• Task: Copy, from the material below, each line where "cover" shows up.

• Records for this exercise:
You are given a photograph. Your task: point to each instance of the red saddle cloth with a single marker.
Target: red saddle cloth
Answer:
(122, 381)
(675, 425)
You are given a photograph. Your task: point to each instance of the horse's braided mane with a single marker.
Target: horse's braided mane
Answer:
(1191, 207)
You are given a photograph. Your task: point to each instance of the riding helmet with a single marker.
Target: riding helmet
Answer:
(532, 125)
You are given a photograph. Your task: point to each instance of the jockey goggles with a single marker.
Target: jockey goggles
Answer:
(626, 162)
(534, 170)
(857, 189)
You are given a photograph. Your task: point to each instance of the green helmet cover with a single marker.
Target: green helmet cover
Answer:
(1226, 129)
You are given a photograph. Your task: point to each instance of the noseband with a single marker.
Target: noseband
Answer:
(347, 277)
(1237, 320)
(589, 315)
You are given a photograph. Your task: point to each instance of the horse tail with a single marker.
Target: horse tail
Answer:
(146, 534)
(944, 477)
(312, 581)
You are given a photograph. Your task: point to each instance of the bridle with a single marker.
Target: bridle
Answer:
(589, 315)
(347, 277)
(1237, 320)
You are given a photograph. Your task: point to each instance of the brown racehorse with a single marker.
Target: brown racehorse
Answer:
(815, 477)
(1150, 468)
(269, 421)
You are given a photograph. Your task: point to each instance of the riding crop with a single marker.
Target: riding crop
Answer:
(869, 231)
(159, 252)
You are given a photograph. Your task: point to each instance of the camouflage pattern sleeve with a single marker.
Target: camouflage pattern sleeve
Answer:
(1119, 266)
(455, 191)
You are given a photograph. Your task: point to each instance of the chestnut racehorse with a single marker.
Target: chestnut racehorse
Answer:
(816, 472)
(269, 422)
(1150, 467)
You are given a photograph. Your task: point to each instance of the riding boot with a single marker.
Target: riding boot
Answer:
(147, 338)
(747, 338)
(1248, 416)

• Solution for this exercise:
You are given a photograph. Your task: point to each instance of the green helmet cover with a single marker.
Target: green helmet cover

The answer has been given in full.